_Work order_
Restate word for word the line with "dome, written as integer pixel values." and the rest of the listing after it, ending at the final line, and include nothing else.

_Data extract_
== Segment start ==
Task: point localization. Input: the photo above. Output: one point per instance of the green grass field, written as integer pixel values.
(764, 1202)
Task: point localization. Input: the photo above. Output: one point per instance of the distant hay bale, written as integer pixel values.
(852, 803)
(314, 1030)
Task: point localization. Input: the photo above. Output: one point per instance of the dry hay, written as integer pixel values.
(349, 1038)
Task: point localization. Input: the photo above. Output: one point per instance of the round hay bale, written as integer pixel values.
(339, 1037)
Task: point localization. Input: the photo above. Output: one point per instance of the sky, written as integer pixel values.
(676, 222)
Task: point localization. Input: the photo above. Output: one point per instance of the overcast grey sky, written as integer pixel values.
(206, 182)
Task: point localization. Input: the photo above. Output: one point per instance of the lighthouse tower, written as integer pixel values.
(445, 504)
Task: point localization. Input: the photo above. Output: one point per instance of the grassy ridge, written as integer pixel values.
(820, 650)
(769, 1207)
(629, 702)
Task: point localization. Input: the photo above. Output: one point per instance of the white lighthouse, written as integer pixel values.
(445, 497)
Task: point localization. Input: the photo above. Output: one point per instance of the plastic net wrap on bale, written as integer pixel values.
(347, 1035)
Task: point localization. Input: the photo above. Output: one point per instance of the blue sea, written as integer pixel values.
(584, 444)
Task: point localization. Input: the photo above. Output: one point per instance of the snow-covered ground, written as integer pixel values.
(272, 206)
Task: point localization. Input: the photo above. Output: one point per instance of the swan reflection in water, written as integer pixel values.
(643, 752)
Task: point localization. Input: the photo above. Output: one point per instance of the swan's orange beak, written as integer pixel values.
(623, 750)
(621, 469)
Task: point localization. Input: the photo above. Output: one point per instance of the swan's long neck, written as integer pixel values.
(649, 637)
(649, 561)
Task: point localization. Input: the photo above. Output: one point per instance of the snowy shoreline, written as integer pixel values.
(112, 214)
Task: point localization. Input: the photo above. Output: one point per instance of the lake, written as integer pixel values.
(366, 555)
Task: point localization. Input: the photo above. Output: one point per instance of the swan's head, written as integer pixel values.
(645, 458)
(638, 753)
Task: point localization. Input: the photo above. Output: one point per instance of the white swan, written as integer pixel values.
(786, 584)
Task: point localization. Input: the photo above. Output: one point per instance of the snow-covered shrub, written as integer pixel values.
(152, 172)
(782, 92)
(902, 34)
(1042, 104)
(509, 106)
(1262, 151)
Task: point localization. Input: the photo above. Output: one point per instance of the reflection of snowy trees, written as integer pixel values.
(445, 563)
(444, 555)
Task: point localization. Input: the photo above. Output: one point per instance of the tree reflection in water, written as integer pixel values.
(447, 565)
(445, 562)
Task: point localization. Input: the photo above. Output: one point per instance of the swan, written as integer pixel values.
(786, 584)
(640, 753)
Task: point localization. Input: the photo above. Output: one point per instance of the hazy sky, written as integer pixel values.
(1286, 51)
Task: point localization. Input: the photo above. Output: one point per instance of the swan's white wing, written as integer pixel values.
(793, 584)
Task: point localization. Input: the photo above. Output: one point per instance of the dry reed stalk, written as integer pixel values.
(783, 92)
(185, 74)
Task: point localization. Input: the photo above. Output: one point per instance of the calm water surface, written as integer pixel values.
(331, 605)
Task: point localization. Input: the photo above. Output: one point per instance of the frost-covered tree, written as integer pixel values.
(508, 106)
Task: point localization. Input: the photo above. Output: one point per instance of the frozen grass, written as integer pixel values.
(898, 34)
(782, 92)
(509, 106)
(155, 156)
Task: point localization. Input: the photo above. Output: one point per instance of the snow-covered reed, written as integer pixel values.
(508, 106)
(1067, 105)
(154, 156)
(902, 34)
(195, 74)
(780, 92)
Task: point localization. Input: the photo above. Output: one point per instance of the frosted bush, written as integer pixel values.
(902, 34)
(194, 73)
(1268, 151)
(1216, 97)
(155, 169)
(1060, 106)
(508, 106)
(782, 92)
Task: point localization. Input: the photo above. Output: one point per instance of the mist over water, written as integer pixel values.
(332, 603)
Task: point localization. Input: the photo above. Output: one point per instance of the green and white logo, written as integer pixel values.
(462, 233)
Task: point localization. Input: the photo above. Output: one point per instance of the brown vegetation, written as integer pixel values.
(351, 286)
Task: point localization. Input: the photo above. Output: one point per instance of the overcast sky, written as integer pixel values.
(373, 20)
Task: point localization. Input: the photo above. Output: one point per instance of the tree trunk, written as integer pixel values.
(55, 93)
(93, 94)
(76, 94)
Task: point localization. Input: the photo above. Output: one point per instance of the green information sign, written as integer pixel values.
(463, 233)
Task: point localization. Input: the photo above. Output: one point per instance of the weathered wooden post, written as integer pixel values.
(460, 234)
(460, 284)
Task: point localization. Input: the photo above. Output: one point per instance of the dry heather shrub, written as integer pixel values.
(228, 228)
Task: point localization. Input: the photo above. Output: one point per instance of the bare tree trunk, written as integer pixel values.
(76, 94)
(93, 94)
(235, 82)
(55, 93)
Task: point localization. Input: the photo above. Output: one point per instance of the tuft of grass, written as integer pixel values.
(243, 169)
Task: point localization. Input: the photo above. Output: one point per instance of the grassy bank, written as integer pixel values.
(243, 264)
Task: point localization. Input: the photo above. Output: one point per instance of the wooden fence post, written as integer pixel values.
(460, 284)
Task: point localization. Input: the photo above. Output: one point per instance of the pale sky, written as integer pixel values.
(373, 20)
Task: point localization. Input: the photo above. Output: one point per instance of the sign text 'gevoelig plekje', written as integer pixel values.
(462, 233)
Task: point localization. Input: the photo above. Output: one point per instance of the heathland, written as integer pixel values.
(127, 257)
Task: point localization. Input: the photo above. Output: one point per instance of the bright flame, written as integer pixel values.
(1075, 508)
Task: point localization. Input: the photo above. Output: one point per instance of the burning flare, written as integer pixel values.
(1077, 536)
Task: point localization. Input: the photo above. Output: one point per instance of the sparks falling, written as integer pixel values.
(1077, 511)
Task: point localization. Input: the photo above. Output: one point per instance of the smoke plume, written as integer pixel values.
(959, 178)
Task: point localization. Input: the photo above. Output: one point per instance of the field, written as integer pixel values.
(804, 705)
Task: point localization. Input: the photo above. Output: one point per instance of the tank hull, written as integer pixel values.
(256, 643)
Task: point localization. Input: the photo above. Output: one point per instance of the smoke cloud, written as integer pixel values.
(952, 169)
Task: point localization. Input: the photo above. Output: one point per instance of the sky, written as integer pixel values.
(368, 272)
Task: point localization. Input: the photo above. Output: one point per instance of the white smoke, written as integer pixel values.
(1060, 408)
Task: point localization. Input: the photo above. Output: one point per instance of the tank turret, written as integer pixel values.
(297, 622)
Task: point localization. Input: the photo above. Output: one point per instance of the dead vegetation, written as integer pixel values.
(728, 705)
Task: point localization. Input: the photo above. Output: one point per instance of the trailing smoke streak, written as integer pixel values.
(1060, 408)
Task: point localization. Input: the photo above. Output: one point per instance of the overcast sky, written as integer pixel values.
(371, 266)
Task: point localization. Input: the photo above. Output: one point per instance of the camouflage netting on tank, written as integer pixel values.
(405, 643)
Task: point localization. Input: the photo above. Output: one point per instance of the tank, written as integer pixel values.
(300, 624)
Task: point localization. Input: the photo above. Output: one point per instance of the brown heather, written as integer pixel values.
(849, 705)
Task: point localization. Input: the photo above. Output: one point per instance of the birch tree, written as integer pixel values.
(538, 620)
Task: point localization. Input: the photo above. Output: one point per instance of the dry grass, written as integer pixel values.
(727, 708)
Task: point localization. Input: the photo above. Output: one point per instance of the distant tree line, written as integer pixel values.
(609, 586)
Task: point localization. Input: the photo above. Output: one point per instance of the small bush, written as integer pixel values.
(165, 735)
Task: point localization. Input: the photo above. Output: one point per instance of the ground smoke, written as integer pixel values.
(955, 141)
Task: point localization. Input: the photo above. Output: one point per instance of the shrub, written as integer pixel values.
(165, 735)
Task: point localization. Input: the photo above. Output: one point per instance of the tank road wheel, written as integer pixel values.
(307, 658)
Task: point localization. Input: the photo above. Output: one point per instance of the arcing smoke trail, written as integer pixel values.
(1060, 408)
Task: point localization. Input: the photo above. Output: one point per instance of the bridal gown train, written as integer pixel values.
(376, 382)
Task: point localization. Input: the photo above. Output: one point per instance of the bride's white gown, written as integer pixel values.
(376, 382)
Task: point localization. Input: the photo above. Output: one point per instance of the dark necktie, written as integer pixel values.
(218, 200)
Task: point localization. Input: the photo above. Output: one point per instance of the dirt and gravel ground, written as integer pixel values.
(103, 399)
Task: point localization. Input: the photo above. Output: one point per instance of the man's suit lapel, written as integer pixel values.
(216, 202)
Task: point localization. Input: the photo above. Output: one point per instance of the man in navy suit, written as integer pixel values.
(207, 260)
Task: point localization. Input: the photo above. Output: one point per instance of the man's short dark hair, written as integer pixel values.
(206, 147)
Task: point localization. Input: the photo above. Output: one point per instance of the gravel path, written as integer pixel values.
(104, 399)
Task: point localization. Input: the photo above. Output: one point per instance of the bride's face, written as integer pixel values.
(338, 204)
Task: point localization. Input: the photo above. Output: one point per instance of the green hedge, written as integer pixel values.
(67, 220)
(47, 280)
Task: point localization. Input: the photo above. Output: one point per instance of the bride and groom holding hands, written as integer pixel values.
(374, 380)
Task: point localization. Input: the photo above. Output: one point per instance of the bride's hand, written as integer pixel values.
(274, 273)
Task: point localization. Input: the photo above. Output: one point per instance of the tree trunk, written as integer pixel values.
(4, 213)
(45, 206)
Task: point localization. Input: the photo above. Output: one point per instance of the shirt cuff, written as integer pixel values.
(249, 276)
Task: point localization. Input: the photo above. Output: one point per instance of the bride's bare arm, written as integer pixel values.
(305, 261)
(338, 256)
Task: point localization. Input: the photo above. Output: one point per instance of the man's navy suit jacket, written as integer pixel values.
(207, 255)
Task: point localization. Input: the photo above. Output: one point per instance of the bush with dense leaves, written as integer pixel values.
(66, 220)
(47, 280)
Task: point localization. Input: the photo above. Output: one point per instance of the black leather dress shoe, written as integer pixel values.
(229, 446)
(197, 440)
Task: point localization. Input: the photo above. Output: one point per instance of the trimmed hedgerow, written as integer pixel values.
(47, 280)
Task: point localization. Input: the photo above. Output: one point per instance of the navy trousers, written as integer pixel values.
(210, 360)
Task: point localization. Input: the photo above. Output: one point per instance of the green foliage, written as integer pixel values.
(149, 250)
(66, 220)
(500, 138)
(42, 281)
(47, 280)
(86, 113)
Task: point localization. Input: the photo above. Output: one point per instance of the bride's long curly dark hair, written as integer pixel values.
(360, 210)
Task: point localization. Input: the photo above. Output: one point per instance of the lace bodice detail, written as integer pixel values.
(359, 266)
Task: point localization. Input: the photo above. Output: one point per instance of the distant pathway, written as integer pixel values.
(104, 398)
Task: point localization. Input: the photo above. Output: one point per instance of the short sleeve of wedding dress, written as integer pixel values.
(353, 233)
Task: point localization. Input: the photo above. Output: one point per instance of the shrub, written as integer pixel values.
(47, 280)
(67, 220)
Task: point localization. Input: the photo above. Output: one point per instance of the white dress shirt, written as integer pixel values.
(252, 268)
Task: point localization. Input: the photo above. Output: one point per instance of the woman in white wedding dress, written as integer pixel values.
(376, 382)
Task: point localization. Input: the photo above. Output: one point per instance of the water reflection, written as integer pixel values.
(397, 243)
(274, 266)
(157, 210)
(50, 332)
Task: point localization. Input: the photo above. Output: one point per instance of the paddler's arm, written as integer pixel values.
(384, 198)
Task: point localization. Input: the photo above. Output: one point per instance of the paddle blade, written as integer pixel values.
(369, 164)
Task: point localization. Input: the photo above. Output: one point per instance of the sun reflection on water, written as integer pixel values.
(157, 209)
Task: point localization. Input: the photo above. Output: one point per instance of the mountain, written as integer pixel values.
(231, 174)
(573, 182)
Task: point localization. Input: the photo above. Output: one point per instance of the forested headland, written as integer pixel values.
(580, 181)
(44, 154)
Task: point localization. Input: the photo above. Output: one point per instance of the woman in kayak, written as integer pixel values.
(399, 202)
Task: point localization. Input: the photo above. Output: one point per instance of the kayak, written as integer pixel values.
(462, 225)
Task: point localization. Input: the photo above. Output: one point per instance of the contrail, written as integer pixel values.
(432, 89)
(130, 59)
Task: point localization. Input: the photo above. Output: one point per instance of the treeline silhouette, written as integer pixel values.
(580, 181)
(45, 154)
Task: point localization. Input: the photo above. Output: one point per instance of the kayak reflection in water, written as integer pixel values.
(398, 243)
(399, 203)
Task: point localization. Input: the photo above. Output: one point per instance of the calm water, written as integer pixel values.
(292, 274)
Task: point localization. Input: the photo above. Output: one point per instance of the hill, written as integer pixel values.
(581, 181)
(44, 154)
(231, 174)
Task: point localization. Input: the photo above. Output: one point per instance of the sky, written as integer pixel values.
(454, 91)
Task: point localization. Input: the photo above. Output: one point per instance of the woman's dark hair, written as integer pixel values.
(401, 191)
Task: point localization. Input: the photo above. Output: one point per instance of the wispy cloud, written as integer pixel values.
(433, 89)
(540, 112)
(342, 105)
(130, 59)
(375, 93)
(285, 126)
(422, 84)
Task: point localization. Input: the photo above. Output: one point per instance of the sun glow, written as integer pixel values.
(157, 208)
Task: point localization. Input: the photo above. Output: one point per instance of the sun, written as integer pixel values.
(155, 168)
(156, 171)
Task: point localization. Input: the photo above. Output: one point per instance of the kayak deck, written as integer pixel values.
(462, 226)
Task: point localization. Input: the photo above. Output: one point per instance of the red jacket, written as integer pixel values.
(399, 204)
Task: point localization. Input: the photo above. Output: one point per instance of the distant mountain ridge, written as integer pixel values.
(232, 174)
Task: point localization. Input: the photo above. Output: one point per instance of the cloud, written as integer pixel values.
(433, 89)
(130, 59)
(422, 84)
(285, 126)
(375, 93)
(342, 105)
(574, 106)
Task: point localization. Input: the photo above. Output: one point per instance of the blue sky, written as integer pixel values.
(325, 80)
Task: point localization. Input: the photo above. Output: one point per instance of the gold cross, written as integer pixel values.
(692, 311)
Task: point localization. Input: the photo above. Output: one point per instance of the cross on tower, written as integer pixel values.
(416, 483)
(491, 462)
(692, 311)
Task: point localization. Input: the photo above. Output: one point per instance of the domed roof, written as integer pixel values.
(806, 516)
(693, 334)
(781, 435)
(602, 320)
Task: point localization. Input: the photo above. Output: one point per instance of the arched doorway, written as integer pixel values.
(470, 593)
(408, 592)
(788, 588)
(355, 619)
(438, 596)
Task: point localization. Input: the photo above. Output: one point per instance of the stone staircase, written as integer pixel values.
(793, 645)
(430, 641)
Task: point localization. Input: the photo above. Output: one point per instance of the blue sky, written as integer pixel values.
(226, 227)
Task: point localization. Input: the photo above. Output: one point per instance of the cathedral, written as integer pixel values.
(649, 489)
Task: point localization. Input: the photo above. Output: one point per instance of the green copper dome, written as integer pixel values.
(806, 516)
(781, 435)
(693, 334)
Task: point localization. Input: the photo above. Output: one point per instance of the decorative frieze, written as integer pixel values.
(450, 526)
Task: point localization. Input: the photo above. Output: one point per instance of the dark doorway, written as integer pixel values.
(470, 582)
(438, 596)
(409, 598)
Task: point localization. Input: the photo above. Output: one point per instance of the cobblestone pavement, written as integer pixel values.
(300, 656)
== Segment end ==
_Exercise answer_
Task: point localization. Input: the photo above. Output: one point per instance of the green copper dome, written as integer pixel values.
(806, 516)
(781, 435)
(693, 334)
Task: point localization. Input: the photo above. Output: one point per instance of the decorative frieze, written as integer pixel values.
(450, 526)
Task: point localization. Input: the photo above. Output: one point per instance of the dark doorway, written as integer pixel values.
(470, 582)
(438, 596)
(409, 598)
Task: point localization. Input: the photo above. Output: one point per instance of the cobblestone pavement, written as integer pixel values.
(300, 656)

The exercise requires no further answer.